● **Requirement 1**:
Set down the part of the welfare cuts flyer from "Camden Association of" up to and including "and low pay.".
● **Requirement 2**:
Resume the welfare cuts flyer after its last sentence and keep writing.

Camden United for Benefit Justice

Camden United for Benefit Justice

Invites you to a Community Speak-out


Welfare Reforms –

what they mean for us

and how we can oppose them


Come and have your say

7pm   Thursday 14th February 2013

at Camden Town Hall, Council Chamber
Judd St, WC1H 9JE

Introduced by

Rev Paul Nicolson from Taxpayers Against Poverty
 who are backing legal actions against the cuts in Camden, Islington and Haringey


If you need translation, please let us know

Are you a council or private tenant, a two-parent or single parent family, on a low income, disabled, unemployed, a pensioner, a carer, receiving working tax credit or other benefits, cut off benefits, in debt, struggling to heat your home, dependent on food banks, an asylum seeker, trying to escape domestic violence with nowhere to go . . . or a resident concerned with the welfare cuts?


Speak out against the cuts and how they are affecting you …
Join the borough-wide campaign to stop them …
Stop evictions … Cut rents not benefits …


 *Housing Benefit (including Bedroom Tax)  *Council Tax Benefit  *Sickness & Disability Benefits  *Carers Allowance *Social Fund & *emergency help  *Sanctions  *Workfare  *Service cuts & closures  *Child Benefit  and more


For more information contact:

Camden United for Benefit Justice

Camden Association of Street Properties (CASP)

Camden Federation of Tenants and Residents Associations  020 7383 2227

Single Mothers’ Self-Defence / WinVisible at Crossroads Women’s Centre  020 7482 2496

Changes proposed to benefits are already hitting people in Camden and will get much worse from April 2013.  They are forcing more of us into poverty, choosing between eating and heating, or to move into more overcrowded and unfit homes.  In London, 63,000 households with children could be left unable to pay their rent and evicted.


Food banks are already replacing benefits and subsidising insecure jobs and low pay.


Caps to local housing allowance (LHA) – Will restrict the level of support for rents to the lowest 30% of rents.  This makes most private rents in Camden unaffordable for those of us who are low waged or unwaged.  17,400 households in London will be affected by this change.

● **Dataset entries**:

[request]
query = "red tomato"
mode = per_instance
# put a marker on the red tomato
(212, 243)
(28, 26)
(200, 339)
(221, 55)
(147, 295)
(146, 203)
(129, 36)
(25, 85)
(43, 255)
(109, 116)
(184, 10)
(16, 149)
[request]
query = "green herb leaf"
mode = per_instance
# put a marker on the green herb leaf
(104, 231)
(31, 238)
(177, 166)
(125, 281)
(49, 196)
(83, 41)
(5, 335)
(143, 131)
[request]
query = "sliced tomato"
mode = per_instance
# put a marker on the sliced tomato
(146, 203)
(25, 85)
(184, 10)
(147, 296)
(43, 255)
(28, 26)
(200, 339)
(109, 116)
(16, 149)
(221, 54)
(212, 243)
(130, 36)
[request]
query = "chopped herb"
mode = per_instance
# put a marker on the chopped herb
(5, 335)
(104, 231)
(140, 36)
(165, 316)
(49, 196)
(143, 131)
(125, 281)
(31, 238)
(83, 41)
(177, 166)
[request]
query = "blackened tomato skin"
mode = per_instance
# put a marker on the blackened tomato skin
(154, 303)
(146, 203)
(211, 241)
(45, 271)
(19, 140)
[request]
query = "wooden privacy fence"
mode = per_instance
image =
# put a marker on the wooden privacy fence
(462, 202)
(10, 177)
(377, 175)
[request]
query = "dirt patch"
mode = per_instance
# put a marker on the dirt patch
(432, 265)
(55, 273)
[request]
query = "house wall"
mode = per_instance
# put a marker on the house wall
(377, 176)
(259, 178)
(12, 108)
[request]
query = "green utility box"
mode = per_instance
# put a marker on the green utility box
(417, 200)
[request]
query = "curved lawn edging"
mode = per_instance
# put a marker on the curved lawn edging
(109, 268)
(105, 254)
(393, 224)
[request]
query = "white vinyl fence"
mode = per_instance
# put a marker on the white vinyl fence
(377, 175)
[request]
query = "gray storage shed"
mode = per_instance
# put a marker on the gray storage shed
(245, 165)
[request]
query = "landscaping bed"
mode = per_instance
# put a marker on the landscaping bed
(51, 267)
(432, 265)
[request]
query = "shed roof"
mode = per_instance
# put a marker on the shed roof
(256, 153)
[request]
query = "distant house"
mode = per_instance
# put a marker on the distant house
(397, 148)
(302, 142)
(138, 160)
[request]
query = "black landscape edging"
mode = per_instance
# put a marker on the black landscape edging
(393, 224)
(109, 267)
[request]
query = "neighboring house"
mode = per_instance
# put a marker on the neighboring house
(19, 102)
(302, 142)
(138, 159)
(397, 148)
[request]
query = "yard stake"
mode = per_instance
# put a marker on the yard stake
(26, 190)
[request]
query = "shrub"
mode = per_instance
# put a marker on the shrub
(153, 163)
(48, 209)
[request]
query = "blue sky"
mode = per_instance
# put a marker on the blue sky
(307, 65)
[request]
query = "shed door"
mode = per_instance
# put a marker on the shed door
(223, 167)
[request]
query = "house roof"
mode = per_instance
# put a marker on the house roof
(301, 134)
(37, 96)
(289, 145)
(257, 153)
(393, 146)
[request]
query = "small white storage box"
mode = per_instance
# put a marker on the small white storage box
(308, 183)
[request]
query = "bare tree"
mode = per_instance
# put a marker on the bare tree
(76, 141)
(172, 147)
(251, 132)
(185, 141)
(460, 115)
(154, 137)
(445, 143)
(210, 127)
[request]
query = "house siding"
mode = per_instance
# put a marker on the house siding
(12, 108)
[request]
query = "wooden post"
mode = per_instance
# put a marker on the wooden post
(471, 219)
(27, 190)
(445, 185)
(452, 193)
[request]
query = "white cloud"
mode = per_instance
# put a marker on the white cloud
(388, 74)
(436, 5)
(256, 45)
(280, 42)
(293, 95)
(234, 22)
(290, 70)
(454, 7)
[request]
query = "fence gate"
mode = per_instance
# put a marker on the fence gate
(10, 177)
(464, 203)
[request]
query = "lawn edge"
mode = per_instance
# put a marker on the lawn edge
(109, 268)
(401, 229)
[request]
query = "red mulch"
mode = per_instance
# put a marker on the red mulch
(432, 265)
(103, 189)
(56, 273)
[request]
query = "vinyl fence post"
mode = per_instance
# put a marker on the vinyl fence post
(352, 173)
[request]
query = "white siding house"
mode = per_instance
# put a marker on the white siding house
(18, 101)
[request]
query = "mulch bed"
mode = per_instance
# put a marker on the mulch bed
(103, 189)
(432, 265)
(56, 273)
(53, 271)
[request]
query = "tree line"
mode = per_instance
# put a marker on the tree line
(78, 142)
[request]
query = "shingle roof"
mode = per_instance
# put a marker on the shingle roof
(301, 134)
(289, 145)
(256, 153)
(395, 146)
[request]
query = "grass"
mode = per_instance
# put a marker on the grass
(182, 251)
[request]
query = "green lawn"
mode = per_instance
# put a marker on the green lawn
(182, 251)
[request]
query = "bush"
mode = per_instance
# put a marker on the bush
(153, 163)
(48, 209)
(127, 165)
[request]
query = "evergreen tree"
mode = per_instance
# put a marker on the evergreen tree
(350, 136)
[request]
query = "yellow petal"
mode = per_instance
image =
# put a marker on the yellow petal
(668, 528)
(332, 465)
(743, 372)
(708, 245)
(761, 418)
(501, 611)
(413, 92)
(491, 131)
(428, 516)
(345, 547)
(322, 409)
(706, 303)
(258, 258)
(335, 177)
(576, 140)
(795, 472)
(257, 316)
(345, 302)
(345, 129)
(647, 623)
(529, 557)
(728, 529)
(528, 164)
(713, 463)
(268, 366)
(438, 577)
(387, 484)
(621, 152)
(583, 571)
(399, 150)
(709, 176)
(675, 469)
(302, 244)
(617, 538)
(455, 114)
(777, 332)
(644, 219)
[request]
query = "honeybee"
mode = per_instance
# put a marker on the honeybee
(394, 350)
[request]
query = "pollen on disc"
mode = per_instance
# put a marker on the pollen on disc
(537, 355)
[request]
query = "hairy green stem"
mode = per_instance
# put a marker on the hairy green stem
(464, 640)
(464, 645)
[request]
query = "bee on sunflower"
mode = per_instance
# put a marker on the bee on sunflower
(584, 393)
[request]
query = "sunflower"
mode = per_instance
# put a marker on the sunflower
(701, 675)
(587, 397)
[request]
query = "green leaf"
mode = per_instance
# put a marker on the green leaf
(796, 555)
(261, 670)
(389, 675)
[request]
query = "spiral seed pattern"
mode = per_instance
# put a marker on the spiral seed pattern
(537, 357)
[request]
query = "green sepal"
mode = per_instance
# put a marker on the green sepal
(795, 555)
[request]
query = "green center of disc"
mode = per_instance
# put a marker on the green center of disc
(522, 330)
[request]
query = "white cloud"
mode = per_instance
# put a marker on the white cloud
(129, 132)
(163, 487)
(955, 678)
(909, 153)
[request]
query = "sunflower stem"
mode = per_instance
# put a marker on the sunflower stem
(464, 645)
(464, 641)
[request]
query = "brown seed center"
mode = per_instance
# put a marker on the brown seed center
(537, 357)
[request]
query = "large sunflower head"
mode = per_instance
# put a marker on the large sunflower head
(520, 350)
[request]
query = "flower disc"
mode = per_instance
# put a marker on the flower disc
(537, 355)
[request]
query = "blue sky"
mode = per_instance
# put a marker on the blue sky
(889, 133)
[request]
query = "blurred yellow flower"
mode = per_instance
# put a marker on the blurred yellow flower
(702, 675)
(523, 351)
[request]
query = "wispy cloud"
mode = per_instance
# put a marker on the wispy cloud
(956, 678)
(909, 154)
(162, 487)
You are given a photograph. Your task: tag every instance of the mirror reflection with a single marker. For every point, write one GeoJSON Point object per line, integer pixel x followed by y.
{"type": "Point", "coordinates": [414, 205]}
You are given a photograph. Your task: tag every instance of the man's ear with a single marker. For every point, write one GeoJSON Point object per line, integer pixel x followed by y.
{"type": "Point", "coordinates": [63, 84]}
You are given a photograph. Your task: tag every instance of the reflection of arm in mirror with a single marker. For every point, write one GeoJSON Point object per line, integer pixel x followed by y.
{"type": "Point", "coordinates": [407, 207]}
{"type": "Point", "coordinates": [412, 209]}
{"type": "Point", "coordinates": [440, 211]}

● **Right answer 1**:
Camden Association of Street Properties (CASP)

Camden Federation of Tenants and Residents Associations  020 7383 2227

Single Mothers’ Self-Defence / WinVisible at Crossroads Women’s Centre  020 7482 2496

Changes proposed to benefits are already hitting people in Camden and will get much worse from April 2013.  They are forcing more of us into poverty, choosing between eating and heating, or to move into more overcrowded and unfit homes.  In London, 63,000 households with children could be left unable to pay their rent and evicted.


Food banks are already replacing benefits and subsidising insecure jobs and low pay.

● **Right answer 2**:
The benefit cap Will restrict the total amount of support received by a household to £500 a week for families with children and £350 for single people.  The current estimate is 761 households in Camden will lose up to an average of £91.34 a week – or all their Housing Benefit.


Under-occupation penalties Will reduce support for council or housing association tenants deemed to have an extra bedroom. Anyone who has a room used by visiting children, foster children, a carer . . . will be affected. Two children of the same sex or under 10 who have their own bedrooms will be considered to be under-occupying.  Over 2,000 in Camden will lose an average £16-£32 a week.


Council Tax Benefit changes – Up to 16,800 Camden households could lose an average £2.50-£3.00 a week, however low their income.


Sickness and disability benefits Over 7,000 sick and disabled people in Camden will face a review and Atos work capability exam.  Nationally 2,500 people have already died after being cut.  Employment and Support Allowance (ESA) is already less than incapacity benefit.  Disability Living Allowance is also being replaced – at least 23% lose benefits.


Young People – Under-25s are threatened with loss of all housing benefit: in Camden this would hit over 900 18-24 year olds, nearly half of them bringing up children.  Already under 35s can only get Housing Benefit at a ‘shared room’ rate.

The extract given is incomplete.